-- start Task inputs --

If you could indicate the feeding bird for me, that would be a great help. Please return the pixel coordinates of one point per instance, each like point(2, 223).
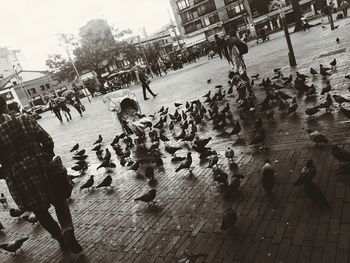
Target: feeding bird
point(229, 219)
point(148, 197)
point(186, 164)
point(14, 246)
point(99, 140)
point(316, 136)
point(88, 184)
point(268, 177)
point(75, 147)
point(106, 182)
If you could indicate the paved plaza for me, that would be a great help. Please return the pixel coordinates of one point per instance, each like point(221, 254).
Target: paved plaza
point(287, 227)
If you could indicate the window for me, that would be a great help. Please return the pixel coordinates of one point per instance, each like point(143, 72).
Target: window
point(182, 4)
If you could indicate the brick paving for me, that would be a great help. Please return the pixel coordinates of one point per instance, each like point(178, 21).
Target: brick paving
point(285, 228)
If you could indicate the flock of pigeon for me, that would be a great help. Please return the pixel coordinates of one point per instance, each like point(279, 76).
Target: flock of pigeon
point(179, 131)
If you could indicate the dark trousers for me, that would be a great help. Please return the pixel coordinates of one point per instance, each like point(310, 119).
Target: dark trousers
point(63, 215)
point(144, 87)
point(58, 114)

-- end Task inputs --

• **Task**: Could you lay out the lines of the material, from the one containing "If you could indicate the window" through the last line inclusive, as a JSON list of strings, with one string per line and any blank lines left out?

• **The result**:
[
  "If you could indicate the window for me, that would be a great help. Please return the pixel coordinates of one point per instance, each like point(143, 72).",
  "Target: window",
  "point(182, 4)",
  "If you could indicate the brick paving for me, that would be a great help. Please return the pixel coordinates of one point per instance, each like point(178, 21).",
  "Target: brick paving",
  "point(285, 228)",
  "If you could indicate the flock of pigeon for me, that would be a great help. Please return the pixel coordinates of one point per instance, each like point(279, 76).",
  "Target: flock of pigeon",
  "point(179, 131)",
  "If you could indicate the dark trousers for me, that would be a great help. Please return the pixel coordinates of one point per instance, each like point(310, 119).",
  "Target: dark trousers",
  "point(63, 215)",
  "point(144, 87)",
  "point(58, 114)"
]